# [WHAT TO WORK ON]
Of the lines below, reproduce exactly those from the line containing "[point] every instance of the blue" to the end, including both the first and the last.

# [INPUT RECORDS]

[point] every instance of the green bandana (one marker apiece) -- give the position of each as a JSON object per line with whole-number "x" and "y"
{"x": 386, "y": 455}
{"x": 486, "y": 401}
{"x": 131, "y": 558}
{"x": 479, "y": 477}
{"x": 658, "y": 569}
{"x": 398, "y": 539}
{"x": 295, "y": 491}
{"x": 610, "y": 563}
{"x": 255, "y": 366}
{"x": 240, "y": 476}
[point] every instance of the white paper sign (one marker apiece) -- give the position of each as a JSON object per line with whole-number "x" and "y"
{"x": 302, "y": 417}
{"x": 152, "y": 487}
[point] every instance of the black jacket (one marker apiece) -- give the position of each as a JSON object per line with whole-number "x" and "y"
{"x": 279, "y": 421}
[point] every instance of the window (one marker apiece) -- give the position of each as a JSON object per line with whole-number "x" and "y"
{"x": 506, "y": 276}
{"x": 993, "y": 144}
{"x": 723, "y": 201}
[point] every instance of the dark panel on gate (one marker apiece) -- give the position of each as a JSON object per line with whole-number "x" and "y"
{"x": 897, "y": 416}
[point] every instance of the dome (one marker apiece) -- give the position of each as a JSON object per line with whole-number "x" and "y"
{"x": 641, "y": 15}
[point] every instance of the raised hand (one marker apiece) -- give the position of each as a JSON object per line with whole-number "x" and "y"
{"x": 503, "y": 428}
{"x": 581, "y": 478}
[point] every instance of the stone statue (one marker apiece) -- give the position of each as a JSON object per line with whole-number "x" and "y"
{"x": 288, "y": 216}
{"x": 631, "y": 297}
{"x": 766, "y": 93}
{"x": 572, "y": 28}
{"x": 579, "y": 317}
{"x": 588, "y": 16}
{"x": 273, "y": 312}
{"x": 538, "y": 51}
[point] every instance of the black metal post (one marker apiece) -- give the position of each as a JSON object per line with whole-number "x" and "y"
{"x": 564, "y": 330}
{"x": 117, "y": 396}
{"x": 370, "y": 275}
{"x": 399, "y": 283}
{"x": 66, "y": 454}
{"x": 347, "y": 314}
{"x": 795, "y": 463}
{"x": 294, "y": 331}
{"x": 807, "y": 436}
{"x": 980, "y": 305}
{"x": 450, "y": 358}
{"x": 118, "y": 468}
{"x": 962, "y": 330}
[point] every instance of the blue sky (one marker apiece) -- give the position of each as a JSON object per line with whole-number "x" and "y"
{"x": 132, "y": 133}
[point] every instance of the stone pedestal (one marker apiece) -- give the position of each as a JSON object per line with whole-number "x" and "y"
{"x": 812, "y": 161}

# [TASK ANSWER]
[point] every instance of the blue sky (one marker apiece) -- give the position of each as a JSON object per line with whole-number "x" and "y"
{"x": 132, "y": 133}
[point] every instance of the stone pedestal (one marker apiece) -- give the position of each as a JSON object per line with whole-number "x" and "y"
{"x": 812, "y": 161}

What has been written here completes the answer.